■ **What is needed**: Print the listing exactly, but only as far as the line containing "Target: tree canopy". The first line and that line are both included.

■ **Entries shown**:

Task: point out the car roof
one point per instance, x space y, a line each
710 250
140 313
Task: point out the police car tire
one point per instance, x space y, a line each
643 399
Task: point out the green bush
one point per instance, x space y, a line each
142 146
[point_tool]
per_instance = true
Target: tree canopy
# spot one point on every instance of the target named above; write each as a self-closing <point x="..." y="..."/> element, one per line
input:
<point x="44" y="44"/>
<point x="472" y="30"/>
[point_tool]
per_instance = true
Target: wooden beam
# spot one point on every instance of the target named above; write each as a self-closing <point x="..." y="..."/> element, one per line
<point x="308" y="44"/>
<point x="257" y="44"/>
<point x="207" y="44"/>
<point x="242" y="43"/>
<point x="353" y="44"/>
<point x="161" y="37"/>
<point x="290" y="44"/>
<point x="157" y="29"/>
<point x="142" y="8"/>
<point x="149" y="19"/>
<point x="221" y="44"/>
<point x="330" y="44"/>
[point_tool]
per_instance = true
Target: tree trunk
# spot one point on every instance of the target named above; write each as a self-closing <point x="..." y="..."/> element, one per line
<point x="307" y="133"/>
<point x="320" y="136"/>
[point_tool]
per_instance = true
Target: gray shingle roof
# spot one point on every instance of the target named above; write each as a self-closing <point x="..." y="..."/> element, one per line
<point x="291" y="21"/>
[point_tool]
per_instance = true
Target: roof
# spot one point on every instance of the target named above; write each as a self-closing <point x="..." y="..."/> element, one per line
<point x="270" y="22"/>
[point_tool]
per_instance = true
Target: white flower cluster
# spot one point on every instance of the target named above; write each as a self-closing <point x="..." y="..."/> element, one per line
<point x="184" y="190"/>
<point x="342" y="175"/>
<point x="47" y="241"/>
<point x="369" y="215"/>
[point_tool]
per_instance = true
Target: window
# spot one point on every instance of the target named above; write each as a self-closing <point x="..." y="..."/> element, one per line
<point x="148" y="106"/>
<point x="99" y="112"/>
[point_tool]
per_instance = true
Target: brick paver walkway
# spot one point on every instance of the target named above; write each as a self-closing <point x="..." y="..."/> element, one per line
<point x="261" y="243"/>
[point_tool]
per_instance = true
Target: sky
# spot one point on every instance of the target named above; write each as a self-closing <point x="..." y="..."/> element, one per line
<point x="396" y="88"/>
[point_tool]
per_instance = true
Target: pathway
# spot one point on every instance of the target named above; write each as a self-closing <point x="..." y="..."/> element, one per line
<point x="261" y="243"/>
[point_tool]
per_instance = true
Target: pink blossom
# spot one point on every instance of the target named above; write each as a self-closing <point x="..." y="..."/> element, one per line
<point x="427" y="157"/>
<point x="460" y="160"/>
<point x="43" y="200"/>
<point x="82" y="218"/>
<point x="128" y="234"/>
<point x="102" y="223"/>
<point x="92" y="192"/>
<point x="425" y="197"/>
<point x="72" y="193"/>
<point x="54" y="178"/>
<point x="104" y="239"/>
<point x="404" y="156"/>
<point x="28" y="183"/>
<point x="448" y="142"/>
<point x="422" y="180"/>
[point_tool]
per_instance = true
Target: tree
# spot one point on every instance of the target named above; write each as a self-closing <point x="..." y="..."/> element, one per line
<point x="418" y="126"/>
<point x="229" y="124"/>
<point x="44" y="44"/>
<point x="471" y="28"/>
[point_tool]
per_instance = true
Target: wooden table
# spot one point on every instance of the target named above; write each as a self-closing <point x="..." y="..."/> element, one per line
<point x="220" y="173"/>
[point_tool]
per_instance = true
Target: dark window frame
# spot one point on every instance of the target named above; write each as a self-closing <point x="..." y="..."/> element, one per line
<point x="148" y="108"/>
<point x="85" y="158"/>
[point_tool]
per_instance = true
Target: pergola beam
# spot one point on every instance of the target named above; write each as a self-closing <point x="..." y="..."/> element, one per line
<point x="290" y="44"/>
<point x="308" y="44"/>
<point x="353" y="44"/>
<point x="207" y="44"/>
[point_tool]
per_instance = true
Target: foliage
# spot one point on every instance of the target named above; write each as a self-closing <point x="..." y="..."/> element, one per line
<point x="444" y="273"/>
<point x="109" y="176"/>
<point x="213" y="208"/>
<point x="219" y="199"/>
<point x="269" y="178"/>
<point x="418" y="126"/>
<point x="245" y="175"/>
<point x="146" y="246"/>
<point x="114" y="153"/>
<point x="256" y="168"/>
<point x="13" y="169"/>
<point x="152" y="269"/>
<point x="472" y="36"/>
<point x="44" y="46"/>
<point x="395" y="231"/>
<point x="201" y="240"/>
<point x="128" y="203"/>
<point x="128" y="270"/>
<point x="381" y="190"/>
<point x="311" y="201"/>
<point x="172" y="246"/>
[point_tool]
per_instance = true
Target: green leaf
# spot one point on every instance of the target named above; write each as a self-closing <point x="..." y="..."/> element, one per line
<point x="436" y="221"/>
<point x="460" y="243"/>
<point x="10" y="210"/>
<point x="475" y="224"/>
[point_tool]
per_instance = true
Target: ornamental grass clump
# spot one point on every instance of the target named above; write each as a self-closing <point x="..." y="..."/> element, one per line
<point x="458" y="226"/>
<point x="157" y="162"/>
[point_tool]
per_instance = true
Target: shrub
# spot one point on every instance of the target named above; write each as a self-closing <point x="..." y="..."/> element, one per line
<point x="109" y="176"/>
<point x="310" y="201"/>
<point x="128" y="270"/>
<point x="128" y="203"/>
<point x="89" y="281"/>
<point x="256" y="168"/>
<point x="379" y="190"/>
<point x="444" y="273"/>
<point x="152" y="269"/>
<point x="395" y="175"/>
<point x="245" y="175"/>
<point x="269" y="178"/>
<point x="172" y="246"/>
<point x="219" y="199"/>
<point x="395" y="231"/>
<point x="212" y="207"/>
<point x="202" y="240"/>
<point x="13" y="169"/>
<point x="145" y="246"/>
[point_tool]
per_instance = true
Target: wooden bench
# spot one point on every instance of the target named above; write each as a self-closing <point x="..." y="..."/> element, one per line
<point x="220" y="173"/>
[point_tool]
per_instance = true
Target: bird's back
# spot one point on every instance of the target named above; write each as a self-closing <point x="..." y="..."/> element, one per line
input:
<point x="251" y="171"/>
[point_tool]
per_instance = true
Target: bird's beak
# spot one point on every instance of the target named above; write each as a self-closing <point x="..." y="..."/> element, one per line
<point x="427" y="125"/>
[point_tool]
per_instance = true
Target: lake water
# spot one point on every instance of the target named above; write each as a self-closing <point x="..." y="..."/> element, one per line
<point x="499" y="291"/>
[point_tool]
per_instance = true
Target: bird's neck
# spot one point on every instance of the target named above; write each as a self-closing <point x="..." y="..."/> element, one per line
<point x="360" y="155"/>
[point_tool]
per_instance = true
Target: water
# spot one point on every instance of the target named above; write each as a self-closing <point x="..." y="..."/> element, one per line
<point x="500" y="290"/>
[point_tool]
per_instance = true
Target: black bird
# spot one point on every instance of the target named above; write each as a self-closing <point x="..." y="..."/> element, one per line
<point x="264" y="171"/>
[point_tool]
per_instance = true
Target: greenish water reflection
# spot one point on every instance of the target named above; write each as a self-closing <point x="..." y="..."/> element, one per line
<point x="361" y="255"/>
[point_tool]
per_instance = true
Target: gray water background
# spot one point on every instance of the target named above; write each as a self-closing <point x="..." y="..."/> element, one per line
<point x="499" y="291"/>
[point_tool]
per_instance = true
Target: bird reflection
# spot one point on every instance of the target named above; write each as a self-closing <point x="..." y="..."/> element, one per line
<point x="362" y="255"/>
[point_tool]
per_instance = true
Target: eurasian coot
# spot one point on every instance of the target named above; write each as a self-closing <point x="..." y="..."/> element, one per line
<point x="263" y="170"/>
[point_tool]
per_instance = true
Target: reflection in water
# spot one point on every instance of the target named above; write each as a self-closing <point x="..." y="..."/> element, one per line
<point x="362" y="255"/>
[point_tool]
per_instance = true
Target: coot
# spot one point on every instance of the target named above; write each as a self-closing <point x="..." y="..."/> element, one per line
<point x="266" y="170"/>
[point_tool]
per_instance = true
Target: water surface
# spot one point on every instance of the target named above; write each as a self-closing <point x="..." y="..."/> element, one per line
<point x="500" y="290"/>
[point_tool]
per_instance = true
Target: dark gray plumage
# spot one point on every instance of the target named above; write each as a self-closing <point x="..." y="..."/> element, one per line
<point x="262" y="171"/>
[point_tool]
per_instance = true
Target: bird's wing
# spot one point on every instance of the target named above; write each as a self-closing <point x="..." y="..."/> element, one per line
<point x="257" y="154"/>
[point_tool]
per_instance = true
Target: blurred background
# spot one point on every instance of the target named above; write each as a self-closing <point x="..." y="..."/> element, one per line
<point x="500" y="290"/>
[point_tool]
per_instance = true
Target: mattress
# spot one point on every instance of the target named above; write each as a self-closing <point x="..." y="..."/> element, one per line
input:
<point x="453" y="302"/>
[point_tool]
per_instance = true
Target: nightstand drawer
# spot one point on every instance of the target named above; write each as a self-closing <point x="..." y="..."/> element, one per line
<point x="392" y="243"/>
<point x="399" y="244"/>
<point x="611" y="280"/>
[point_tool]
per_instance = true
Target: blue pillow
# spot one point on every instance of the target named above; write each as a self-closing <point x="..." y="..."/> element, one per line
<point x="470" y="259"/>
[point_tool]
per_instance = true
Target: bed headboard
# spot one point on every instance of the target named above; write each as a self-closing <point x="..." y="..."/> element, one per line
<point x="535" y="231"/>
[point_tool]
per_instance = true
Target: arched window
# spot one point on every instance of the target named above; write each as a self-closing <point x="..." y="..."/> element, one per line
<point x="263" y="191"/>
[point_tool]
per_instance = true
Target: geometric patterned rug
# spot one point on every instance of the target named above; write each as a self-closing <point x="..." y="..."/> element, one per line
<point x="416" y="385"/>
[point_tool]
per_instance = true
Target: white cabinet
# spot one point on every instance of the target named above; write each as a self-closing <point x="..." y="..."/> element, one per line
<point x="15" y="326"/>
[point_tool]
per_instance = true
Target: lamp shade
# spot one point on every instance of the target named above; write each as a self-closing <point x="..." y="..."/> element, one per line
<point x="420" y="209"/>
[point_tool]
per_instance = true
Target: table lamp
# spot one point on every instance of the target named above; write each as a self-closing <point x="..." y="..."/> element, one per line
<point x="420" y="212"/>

■ **Answer box**:
Task: point out the car roof
one point per instance, x space y, a line each
710 250
140 313
Task: point out the police car tire
one point per instance, x space y, a line each
643 399
Task: point out the green bush
one point per instance, x space y, a line each
142 146
[point_tool]
per_instance = true
Target: tree canopy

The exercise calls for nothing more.